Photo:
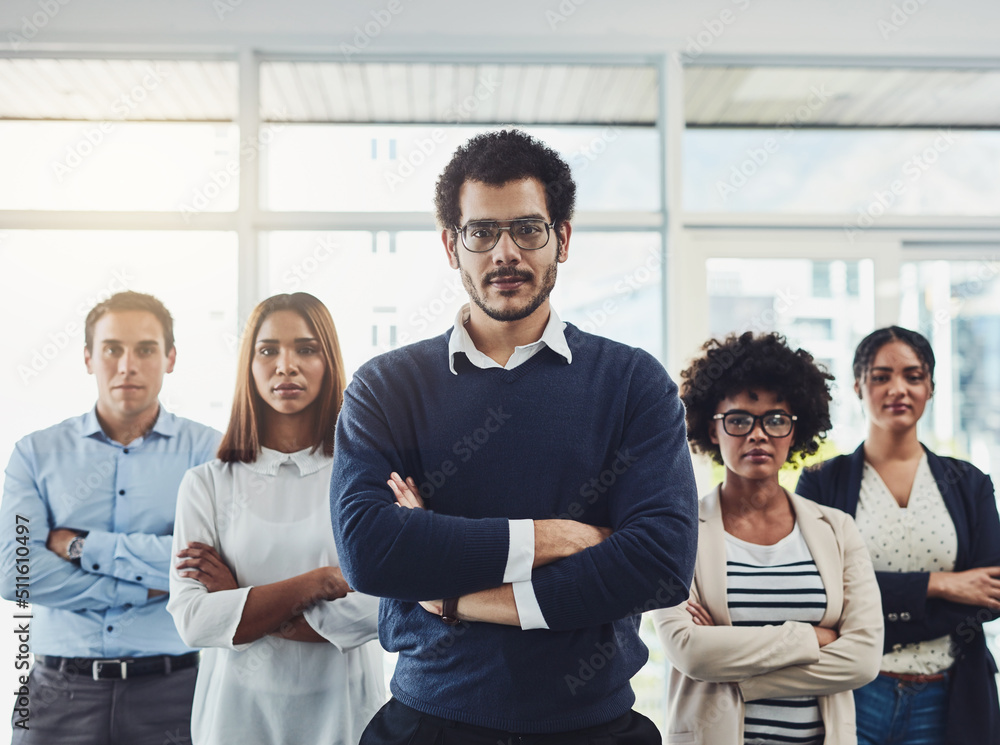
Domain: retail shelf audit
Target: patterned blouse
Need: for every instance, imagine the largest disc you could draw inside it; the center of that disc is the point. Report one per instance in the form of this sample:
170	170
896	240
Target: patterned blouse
918	538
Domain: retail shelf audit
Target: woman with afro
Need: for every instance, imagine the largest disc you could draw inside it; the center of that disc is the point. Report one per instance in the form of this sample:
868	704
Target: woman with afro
784	618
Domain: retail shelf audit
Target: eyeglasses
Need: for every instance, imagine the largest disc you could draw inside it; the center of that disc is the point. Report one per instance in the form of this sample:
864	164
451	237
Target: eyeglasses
529	234
742	423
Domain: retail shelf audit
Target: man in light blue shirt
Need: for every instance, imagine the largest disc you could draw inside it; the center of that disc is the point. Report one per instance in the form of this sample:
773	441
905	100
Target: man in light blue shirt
86	523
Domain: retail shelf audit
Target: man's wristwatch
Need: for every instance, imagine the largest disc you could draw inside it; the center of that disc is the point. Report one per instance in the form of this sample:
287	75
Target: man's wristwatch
449	611
75	548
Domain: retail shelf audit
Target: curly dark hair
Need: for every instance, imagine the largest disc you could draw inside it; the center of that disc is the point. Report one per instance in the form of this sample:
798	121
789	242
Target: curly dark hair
864	355
764	363
496	158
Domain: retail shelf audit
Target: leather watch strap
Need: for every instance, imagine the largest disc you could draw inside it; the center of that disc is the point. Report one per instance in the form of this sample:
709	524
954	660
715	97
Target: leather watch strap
449	611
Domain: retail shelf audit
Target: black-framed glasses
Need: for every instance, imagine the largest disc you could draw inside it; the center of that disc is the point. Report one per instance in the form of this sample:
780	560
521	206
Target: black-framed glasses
529	234
741	423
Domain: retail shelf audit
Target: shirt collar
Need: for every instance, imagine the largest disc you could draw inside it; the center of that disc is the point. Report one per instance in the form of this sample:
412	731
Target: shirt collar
165	424
270	461
554	337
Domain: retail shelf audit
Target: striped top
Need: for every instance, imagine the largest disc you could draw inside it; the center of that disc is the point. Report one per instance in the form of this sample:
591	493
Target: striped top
768	585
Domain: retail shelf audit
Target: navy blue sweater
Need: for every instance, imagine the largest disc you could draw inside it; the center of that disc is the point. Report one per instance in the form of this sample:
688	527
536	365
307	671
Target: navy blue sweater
601	440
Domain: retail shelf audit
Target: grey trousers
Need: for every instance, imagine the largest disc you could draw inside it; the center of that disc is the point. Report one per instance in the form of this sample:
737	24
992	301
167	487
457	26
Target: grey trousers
68	709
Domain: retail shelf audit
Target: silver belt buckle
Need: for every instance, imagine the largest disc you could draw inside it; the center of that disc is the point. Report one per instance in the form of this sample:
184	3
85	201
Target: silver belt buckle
96	668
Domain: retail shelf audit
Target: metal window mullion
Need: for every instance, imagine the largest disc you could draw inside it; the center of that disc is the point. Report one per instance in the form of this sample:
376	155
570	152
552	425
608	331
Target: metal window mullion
250	277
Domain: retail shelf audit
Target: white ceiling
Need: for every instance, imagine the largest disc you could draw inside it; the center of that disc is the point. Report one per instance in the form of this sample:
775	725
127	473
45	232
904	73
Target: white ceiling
771	96
377	92
856	28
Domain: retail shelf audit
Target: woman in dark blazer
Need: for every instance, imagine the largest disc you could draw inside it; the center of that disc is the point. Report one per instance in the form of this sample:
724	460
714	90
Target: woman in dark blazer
931	525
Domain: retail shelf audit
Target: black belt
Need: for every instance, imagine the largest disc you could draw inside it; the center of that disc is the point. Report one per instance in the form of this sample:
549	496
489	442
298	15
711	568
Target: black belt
120	669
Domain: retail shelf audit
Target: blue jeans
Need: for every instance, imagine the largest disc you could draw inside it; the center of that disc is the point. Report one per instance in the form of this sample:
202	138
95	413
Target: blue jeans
893	712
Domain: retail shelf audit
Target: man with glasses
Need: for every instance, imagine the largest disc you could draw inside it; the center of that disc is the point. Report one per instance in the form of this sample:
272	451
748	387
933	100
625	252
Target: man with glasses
88	512
516	490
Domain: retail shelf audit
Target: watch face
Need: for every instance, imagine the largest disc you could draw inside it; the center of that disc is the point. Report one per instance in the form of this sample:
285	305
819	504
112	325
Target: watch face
75	549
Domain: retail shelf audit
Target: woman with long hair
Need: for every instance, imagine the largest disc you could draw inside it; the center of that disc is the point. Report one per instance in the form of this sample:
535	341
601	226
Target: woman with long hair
783	618
931	526
257	580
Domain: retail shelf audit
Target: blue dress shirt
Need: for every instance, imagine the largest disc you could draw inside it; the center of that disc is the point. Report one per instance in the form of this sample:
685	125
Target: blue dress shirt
72	475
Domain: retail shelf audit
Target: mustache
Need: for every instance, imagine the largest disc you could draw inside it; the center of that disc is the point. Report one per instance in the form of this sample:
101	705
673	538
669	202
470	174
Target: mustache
508	272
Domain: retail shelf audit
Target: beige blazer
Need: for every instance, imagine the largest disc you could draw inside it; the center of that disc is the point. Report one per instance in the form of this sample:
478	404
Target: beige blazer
716	669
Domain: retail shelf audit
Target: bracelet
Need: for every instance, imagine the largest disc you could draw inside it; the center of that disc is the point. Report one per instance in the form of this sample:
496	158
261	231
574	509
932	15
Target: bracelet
449	611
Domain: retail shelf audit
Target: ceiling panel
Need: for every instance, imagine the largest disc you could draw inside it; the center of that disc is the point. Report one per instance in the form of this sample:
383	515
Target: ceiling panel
118	89
299	91
484	93
841	97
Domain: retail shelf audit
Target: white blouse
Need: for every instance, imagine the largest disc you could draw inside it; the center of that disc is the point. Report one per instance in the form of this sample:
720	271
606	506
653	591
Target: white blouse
918	538
269	521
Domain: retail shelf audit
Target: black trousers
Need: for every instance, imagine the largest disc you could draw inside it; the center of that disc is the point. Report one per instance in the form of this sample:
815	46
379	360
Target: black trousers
398	724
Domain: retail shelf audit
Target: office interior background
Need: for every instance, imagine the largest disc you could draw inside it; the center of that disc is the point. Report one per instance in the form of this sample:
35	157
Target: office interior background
816	168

+---+

The complete listing must be transcribed verbatim, and all pictures are to be omitted.

SOLVED EXERCISE:
Photo:
Domain: retail shelf audit
Target: patterned blouse
Need: for every instance, imagine the largest disc you could draw inside it; the center of that disc is the point. Report one per instance in the form of this sample:
170	170
896	240
Target: patterned blouse
918	538
Domain: retail shelf audit
Target: woman with afro
Need: for every instance, imagine the largest disc you could draw inside it; the center of that disc is the point. Report one per instance in the form of this sample:
868	704
Target: woman with afro
784	618
Domain: retail shelf audit
Target: eyeglasses
Need: for every instance, imagine the largest disc you could draw inside it; the center of that disc is the point. Report one per instance in the form of this sample:
864	164
451	237
Target: eyeglasses
529	234
742	423
Domain: retail shelf audit
Target: man in light blue shirt
Need: for every instance, imagine the largest disc you could draw inside it; the center of that disc is the point. Report one per instance in the form of this sample:
773	441
905	100
Target: man in light blue shirt
86	523
Domain: retail shelf audit
Target: man's wristwatch
Need: for every instance, imagine the largest disc you could draw inside it; the center of that disc is the point. Report one per instance in the form of this sample:
287	75
Target: man's wristwatch
449	611
75	548
Domain: retail shelf audit
Target: curly dark hair
Need: for every instance, imagine the largest disc you could draw inside it; the center of that disc is the point. Report one per instance in the form of this sample:
798	121
789	242
Target: curly dark hair
864	355
764	363
496	158
Domain: retail shelf audit
Target: leather watch strap
Need: for every instance, imagine the largest disc you could draw inside it; the center of that disc is the point. Report one per instance in the form of this sample:
709	524
954	660
715	97
Target: leather watch strap
449	611
Domain: retail shelf audit
Target: black-framed glasses
Need: for every instance, imagine the largest disc you could draw inside it; the center of that disc is the point. Report one per instance in the form of this sample:
780	560
521	206
Target: black-framed glasses
529	234
741	423
Domain: retail shelf audit
Target: shirt collar
Need: for every instance, imagine the largest disc you could draw inside it; the center of that disc is the point. Report one per instance in the form of this sample:
412	731
Target: shirt collar
165	424
270	461
554	337
Domain: retail shelf audit
Target: striped top
Need: for every instance, imagine the largest disc you could draw inside it; the center of that disc is the point. Report one per instance in the form of this sample:
591	493
Target: striped top
768	585
Domain: retail shelf audit
Target: navy blue sweater
Need: for every instance, imagine the largest disc you could draw inside it; the center of that disc is the point. Report one per instance in the form of this sample:
688	527
536	365
307	671
Target: navy blue sweater
601	440
Domain: retail shelf audit
Target: grey trousers
Need: for every instance, imagine the largest disc you could draw inside it; the center of that disc is the point. Report one per instance in the form of this sample:
737	24
992	301
167	487
457	26
Target: grey trousers
68	709
Domain: retail shelf audit
Target: silver belt buckle
Need: for every instance, imagine the largest disc you could draw inside it; the center of that disc is the point. Report one per instance in the form of this sample:
184	3
85	201
Target: silver belt buckle
96	668
Domain: retail shelf audit
Target: metal window mullion
Need: for every instance, imagine the largest disc you could draw inside it; the center of that disc is the point. Report one per instance in the form of this sample:
376	155
570	152
552	425
608	331
Target: metal window mullion
250	277
Domain: retail shelf audit
Target: white ceiling
Need: for every instance, imagine the largest disc you could draw inside it; the center of that disc is the point. Report one per instance in the form of this sample:
775	725
127	473
45	232
904	73
Target: white ceiling
771	96
377	92
856	28
Domain: retail shelf audit
Target: woman in dark blazer
Need: for every instance, imagine the largest disc you could draw inside it; the center of that disc is the point. Report one per instance in the form of this sample:
724	460
714	90
Target: woman in dark blazer
931	525
Domain: retail shelf audit
Target: black belt
Need: for every instance, imagine the largest disc you could draw inside it; the center of that disc is the point. Report one per instance in the form of this sample:
549	496
489	442
298	15
711	568
Target: black belt
120	669
Domain: retail shelf audit
Target: blue jeans
Need: for every instance, imagine the largest disc you could draw inside it; the center of that disc is the point. Report one per instance in the form of this sample:
202	138
95	413
Target: blue jeans
893	712
Domain: retail shelf audit
Target: man with glasses
Need: for every instance, imagine the largest disc you could draw inside it; the center of that disc is the point. Report one per instance in the form of this sample:
272	451
748	387
933	100
625	252
Target: man with glasses
88	512
516	490
Domain: retail shelf audit
Target: watch face
Need: for every instance, imagine the largest disc you could draw inside it; the center of that disc is the point. Report one per instance in the form of this sample:
285	305
819	504
112	325
Target: watch face
75	549
Domain: retail shelf audit
Target: woman with long hair
Need: for every instance, imagine the largest disc you could draw inside it; the center of that disc is the point. Report one per instance in the form of this sample:
535	341
601	226
Target: woman with long hair
783	618
931	526
257	580
Domain: retail shelf audit
Target: blue dress shirt
Need: for every instance, imagine the largest disc you could draw inside it; the center of that disc is the point. Report one per instance in the form of this sample:
685	125
Target: blue dress shirt
72	475
Domain: retail shelf audit
Target: mustache
Need: for every instance, imagine the largest disc you could draw inside it; the center of that disc is the point. Report one per instance in the form of this sample:
101	705
673	538
669	202
470	174
Target: mustache
508	272
Domain: retail shelf audit
Target: beige blazer
Need: for every instance, imagine the largest disc you could draw inside it; the center of that disc is the point. Report one per instance in the form of this sample:
478	404
Target: beige blazer
716	669
Domain: retail shelf audit
Target: bracelet
Need: for every instance, imagine the largest disc you could draw inside it; the center of that disc is the point. Report one per instance in the form of this sample:
496	158
261	231
574	509
932	15
Target: bracelet
449	611
Domain: retail shelf audit
Target: ceiling panel
Need: for every instance, imagine the largest disc you could draw inside it; the center of that disc is the point. Report one per instance in the form of this sample:
383	515
Target: ceiling panel
118	89
299	91
484	93
841	97
Domain: retail shelf audit
Target: white blouse
Need: for every instance, imagine the largest disc you could draw inside it; the center of that disc is the point. Report one per instance in the form of this sample:
720	271
606	506
653	591
Target: white blouse
918	538
269	521
Domain: retail shelf audit
Target: black trousers
Need: for every instance, imagine the largest disc you could draw inside it; the center of that disc is the point. Report one per instance in the form of this sample:
815	46
379	360
Target: black trousers
398	724
Domain: retail shelf audit
Target: office interior background
Need: for every instance, imagine the largest disc you could draw inside it; the center of that disc is the point. Report one per instance in the form of this sample:
35	157
Target: office interior background
816	168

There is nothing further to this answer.